ESTRATTO DEL TESTO:
══════

Un’operazione clandestina senza precedenti, un attentato eclatante sventato al confine russo-bielorusso, il coinvolgimento diretto della CIA, confessioni, materiale esplosivo americano e un presidente russo nel mirino: la più grande operazione terroristica degli ultimi decenni è stata fermata — ma l’Occidente finge di non vedere. E intanto, a Washington, inizia la resa dei conti.
Un furgone carico di morte ai confini della Russia
È il 3 aprile 2025 quando le autorità bielorusse, in collaborazione con l’intelligence russa (SVR), fermano un furgone sospetto al confine con la Polonia. A bordo, un uomo di 41 anni, passaporto europeo, si mostra tranquillo, ma all’interno del veicolo viene scoperto un doppio fondo sapientemente progettato, contenente 580 kg di esplosivo plastico ad alta tecnologia, prodotto negli Stati Uniti.
La destinazione finale del carico era la Federazione Russa. Le autorità bielorusse non hanno esitazioni: la quantità, la qualità e la modalità del trasporto indicano una sola cosa — si tratta di un’operazione militare clandestina. Un attentato su larga scala, non rivolto a semplici bersagli simbolici, ma pensato per colpire il cuore dello Stato.

══════

MATERIALE DELL'ESERCIZIO:
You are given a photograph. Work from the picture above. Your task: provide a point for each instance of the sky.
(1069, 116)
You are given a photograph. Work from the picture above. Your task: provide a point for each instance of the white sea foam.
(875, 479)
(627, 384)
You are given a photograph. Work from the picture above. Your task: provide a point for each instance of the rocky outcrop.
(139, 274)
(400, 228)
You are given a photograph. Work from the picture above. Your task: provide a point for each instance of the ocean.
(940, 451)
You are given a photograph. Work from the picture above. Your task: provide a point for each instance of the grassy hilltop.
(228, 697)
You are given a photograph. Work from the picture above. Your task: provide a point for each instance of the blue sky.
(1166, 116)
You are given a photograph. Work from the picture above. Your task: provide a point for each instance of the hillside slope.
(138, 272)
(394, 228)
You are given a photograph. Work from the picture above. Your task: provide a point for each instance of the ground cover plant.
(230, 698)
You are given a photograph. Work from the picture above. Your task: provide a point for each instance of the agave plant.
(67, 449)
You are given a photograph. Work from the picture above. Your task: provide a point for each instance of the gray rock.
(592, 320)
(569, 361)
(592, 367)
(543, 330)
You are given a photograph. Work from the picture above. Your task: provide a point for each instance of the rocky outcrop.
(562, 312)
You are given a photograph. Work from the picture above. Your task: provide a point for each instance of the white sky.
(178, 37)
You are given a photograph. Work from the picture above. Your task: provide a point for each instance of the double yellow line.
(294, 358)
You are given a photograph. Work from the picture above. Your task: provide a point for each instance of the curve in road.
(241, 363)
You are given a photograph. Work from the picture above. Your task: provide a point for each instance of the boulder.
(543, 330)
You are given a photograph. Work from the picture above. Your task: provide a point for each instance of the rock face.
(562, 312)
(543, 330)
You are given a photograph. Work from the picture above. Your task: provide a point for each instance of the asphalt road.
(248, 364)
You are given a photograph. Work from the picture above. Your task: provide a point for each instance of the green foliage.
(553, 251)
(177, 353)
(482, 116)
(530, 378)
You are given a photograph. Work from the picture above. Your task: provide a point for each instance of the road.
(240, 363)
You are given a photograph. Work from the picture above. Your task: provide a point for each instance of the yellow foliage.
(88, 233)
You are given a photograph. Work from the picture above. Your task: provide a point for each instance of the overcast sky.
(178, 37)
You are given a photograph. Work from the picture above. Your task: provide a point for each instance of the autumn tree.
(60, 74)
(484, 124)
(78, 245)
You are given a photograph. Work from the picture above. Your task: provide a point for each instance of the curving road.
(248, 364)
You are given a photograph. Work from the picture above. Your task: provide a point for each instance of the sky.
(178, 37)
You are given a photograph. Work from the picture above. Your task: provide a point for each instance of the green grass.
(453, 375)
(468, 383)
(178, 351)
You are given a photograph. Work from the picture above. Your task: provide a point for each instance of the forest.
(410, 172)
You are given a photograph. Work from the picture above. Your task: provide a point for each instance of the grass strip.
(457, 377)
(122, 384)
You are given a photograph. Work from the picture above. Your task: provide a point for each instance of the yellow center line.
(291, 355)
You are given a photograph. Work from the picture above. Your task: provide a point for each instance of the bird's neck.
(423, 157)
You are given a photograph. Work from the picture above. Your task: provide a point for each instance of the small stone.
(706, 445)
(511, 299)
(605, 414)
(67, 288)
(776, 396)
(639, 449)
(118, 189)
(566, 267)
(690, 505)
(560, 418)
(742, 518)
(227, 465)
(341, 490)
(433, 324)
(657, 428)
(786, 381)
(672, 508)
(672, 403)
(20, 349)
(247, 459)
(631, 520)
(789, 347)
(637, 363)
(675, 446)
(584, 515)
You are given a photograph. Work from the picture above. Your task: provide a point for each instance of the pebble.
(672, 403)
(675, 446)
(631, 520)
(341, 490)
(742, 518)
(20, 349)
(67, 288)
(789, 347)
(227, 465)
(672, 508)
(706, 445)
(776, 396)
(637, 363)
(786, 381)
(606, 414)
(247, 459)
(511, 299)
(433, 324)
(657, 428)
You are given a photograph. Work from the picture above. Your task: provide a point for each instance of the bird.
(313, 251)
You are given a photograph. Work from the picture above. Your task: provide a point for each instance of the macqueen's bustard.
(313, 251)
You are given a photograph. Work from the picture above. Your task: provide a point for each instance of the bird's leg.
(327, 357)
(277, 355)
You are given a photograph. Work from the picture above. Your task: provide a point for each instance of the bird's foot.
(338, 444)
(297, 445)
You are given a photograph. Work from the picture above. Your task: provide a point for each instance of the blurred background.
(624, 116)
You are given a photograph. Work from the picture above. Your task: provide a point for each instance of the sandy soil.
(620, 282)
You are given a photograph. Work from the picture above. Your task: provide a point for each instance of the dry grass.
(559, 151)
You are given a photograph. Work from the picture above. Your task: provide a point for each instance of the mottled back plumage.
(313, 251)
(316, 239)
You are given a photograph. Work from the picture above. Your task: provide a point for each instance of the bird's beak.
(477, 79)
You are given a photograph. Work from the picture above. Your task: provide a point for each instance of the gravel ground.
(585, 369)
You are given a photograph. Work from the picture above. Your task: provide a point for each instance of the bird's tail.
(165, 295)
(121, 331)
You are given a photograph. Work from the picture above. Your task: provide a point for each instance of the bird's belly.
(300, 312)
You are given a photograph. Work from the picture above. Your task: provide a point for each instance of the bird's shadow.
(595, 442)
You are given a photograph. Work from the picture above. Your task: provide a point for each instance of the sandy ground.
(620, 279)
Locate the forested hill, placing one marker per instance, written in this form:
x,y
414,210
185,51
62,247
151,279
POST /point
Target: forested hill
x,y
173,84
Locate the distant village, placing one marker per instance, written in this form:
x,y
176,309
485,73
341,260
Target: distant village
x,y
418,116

══════

OPERAZIONI DA ESEGUIRE:
1: Elenca gli elementi che, secondo l'articolo sul furgone fermato al confine, indicano alle autorità bielorusse che si tratta di un'operazione militare clandestina.
2: Individua nelle voci ogni riga in cui compare la stringa "line" e riportala.

SOLUZIONI PUNTO PER PUNTO:
1:
- La quantità
- La qualità
- La modalità del trasporto

2:
You are given a photograph. Work from the picture above. Your task: provide a point for each instance of the double yellow line.
You are given a photograph. Work from the picture above. Your task: provide a point for each instance of the yellow center line.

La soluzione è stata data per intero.